**WORK REQUEST:**
Would you quote every entry exactly, dropping only the pictures?

Point localization data:
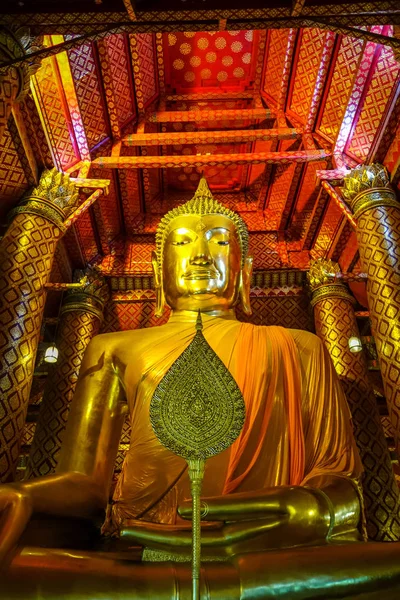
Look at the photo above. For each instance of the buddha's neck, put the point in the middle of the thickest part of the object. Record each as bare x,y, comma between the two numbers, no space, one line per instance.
190,316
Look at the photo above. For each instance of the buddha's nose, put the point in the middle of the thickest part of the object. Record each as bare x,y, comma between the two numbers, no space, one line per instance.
201,253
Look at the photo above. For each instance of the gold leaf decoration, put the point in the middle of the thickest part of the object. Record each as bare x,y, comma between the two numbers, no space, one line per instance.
197,409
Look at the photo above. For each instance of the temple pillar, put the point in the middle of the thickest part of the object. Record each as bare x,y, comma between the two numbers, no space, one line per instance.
80,318
377,211
335,324
26,257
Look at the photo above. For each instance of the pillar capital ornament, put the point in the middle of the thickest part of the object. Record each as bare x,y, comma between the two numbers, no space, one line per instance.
17,42
323,281
368,186
54,198
91,297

**REPLY:**
Look at the photo above. For each instance of the buddha's neck, put the point in the middle of the thickest part of the object. Record each as bare x,y, comma between the two numbers, no space, one line per instance.
190,316
Look at the photo above. For each instance of the buddha's nose, put the point in the middle of the thickest part of the object. Record each as bare x,y, comma between the two numbers, no space, one line per instance.
201,253
Look at the photo above. For each instance of the gold leaf decoration, put the point in the middle of the thickest part of the object. Record each as bare x,y, comma between the two numbers, no space, one line per instance.
197,409
Look at the photo above. For each instance of the temple pillar, put the point in the middle of the thickest part of the object. Record each as bare x,y, comma between the two numbers, no space, one line per instance.
80,318
377,211
335,324
26,257
Look at the photo above. For each instance of the pillar capital ornament, put the point in the middle of the thickest part of the object. Record each as bare x,y, comma between the two numbers, no space, one line per instance.
17,42
323,281
368,186
54,198
91,297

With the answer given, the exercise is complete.